> **Texto de lectura**
= = = =

Retrato del miedo de vivir entre casas de seguridad
del narco
Carmen Murillo
El miedo se siente
en la boca del estómago cuando vives frente a casas donde se dedican a la venta
de estupefacientes, resguardo de dinero, vehículos, armas, secuestros,
procesamiento de drogas, matones a sueldo y a consigna, hombres que se
disfrazan de policías o militares.
Vivir junto a casas
de seguridad es estar en constante zozobra. Es vivir con los latidos en el
estómago. Es estar a la espera de un estallido de armas de alto poder, de
explosiones químicas, es ver salir y entrar vehículos sospechosos. Es estar al
borde del peligro, de la muerte. Es quedarte ciego sin usar lentes oscuros. Es
acostarte y levantarte con el Jesús en la boca y enmudecer.
Es estar pensando
que en cualquier momento se suscitará un agarre entre bandos contrarios de los
cárteles, entre policías y militares. Es que la niña más pequeña de la casa
viva sugestionada por las reglas impuestas por sus padres para que no juegue en
el patio, es que se haga en los calzones al salir a recoger un juguete a la
calle porque su mamá le gritó que venía la policía a llevársela.

= = = =

> **Datos sin procesar**
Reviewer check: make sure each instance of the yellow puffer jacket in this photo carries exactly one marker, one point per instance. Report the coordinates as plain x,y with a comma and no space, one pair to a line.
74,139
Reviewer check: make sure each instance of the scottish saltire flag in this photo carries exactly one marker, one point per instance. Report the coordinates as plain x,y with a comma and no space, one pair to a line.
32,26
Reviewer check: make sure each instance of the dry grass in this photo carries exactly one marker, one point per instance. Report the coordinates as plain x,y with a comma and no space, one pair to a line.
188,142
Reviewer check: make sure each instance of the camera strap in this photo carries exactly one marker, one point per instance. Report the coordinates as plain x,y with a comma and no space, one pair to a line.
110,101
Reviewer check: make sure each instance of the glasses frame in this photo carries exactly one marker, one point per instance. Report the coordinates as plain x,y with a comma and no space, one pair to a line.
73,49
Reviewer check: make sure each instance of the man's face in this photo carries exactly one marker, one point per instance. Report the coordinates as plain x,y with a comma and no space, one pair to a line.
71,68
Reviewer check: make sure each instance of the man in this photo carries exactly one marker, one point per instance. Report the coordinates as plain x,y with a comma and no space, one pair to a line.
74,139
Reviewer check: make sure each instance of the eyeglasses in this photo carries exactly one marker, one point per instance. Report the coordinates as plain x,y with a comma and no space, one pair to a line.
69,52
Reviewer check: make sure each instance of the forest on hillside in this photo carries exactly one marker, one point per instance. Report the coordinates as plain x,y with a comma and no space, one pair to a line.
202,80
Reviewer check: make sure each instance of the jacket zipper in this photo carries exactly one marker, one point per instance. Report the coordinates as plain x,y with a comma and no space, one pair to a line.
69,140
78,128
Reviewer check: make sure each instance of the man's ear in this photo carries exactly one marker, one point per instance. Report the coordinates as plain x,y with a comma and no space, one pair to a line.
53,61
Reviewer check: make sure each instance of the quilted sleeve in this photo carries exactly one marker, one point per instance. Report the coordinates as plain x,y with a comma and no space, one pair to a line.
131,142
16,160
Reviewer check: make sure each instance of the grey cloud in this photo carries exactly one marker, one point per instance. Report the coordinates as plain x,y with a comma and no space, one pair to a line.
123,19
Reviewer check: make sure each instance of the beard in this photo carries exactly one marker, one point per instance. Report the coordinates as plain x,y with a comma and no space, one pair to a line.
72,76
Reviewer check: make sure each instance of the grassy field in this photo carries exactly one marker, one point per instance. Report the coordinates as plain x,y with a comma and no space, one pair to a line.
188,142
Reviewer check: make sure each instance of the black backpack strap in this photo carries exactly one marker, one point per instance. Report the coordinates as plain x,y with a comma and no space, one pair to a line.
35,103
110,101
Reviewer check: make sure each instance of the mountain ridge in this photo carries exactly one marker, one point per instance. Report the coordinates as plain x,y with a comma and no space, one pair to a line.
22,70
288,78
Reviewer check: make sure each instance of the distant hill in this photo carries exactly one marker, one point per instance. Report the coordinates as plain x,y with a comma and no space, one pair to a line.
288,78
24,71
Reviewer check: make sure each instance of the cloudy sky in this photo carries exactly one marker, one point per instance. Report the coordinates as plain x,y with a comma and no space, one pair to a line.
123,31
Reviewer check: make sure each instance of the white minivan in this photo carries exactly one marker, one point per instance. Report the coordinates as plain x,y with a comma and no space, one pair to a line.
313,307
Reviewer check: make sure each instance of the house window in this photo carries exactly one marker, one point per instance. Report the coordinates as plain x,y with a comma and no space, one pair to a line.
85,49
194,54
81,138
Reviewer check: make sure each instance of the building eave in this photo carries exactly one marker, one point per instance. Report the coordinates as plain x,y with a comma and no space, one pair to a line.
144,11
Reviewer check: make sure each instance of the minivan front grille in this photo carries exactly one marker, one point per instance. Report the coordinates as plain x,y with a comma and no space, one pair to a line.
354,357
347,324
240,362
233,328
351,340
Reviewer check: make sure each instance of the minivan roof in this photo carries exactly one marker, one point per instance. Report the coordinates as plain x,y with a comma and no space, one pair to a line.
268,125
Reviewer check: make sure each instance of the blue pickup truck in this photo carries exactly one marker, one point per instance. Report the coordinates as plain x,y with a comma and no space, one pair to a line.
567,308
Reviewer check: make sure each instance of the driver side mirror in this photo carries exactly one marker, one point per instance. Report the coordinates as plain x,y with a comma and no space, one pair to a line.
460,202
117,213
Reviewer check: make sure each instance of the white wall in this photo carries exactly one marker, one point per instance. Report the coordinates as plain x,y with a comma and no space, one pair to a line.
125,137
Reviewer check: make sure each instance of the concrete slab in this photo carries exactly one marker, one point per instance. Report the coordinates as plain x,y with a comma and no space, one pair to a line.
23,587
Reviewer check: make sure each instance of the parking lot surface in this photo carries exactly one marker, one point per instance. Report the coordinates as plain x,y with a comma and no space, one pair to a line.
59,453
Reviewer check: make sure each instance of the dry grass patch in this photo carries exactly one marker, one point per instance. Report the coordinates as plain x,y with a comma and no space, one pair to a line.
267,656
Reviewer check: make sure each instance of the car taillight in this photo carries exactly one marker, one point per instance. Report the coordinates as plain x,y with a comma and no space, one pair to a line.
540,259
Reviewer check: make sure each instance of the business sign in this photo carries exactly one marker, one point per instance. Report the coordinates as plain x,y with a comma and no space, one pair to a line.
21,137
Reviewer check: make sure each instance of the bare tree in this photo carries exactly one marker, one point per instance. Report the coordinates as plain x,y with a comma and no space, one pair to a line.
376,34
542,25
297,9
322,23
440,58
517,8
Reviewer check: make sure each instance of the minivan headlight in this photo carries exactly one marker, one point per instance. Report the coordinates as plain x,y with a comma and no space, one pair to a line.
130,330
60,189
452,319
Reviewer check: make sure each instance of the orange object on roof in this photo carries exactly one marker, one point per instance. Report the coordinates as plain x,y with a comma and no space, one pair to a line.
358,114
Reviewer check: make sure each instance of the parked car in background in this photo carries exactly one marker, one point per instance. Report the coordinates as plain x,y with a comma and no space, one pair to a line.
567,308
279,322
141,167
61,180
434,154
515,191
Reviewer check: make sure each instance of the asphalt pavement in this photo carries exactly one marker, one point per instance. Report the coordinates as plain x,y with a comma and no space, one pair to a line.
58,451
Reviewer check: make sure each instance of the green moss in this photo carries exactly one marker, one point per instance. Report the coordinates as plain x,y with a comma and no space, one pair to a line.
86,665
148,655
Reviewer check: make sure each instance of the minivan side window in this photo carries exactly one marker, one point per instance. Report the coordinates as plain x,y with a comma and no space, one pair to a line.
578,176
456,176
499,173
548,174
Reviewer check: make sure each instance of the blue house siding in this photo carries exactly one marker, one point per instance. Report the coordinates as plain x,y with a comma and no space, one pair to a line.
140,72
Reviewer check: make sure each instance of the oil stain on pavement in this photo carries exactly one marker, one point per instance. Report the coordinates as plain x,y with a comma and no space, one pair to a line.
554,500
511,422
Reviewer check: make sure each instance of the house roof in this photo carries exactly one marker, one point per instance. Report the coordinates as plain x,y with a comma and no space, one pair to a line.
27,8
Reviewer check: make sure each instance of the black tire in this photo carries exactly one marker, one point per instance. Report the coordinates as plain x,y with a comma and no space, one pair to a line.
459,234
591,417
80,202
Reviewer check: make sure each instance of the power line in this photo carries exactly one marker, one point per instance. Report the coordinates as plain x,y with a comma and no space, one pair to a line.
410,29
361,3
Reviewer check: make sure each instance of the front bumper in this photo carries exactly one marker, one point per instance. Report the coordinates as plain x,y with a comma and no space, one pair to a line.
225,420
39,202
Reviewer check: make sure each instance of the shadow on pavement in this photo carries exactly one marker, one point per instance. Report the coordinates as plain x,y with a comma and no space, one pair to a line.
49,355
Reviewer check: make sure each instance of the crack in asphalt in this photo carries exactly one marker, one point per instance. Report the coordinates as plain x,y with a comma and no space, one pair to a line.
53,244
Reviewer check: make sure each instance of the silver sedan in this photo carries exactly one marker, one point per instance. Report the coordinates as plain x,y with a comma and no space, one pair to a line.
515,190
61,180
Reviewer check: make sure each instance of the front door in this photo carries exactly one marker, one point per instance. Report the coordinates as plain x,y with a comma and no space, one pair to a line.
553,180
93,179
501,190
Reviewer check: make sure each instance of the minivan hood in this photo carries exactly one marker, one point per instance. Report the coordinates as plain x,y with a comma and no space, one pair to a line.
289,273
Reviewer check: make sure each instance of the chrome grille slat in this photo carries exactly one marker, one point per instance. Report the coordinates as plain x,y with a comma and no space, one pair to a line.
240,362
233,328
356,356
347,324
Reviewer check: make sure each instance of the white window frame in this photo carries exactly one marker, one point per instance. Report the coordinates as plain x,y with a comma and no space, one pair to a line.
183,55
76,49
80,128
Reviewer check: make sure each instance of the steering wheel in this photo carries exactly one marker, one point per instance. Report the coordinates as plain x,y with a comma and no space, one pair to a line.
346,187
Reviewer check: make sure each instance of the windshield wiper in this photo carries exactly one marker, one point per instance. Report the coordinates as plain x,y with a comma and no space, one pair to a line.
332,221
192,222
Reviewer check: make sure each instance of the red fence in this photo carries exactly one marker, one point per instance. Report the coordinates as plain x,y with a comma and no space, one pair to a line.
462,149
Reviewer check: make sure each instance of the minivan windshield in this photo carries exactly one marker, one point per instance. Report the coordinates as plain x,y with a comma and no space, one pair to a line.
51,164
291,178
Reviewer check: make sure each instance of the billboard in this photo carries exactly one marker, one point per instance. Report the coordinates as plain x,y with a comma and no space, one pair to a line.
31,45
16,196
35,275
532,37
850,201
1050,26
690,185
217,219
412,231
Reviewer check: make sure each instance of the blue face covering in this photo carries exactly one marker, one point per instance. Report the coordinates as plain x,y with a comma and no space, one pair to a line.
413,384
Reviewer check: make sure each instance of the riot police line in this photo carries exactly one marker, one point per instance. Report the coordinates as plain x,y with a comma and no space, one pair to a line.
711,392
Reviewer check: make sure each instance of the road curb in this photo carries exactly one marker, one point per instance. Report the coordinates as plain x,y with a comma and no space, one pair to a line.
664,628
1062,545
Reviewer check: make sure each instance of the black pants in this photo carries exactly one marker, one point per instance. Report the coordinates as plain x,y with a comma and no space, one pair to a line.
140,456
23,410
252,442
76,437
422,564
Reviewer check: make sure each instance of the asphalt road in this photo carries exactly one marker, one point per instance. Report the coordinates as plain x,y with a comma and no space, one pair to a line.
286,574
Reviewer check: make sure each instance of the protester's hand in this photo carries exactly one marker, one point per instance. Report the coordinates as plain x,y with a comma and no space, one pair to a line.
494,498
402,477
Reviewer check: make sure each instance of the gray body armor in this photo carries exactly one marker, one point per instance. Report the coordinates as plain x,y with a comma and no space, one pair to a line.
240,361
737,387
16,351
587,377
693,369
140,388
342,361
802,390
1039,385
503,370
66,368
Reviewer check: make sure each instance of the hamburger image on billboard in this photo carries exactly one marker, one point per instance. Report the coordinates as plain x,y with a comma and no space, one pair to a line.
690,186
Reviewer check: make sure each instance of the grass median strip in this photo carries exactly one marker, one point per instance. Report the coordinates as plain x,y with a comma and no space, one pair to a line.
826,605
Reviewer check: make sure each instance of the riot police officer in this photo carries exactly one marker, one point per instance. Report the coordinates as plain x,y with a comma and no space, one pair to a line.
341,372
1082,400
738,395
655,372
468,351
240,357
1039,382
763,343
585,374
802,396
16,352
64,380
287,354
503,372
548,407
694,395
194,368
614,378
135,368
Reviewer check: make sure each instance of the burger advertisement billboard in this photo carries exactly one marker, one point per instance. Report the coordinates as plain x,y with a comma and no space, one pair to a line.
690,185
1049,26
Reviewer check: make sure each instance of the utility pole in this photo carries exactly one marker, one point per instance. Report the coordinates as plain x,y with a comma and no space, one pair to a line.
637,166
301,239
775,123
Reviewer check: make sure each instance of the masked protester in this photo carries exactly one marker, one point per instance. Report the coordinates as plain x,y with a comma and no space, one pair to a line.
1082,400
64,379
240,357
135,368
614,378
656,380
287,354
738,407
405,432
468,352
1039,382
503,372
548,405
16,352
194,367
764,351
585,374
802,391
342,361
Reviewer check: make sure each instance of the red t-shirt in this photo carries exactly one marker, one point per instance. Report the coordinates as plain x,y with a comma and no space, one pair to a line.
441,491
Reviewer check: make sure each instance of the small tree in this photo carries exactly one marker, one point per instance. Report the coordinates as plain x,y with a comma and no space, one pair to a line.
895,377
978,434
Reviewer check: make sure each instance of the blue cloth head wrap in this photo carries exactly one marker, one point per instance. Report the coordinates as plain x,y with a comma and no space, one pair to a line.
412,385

= = = =

> **Ejercicio A**
Responde estas preguntas sobre el texto de las casas de seguridad:
(i) ¿En qué parte del cuerpo se siente el miedo?
(ii) ¿Sin usar qué cosa se queda uno ciego?
(iii) ¿Qué le gritó su mamá a la niña más pequeña de la casa?
> **Ejercicio B**
Por favor, vuelve a escribir sin cambios el fragmento del texto de las casas de seguridad que va de "Es estar pensando" a "policía a llevársela.".

> **Solución A**
(i) En la boca del estómago.
(ii) Sin usar lentes oscuros.
(iii) Que venía la policía a llevársela.

> **Solución B**
Es estar pensando
que en cualquier momento se suscitará un agarre entre bandos contrarios de los
cárteles, entre policías y militares. Es que la niña más pequeña de la casa
viva sugestionada por las reglas impuestas por sus padres para que no juegue en
el patio, es que se haga en los calzones al salir a recoger un juguete a la
calle porque su mamá le gritó que venía la policía a llevársela.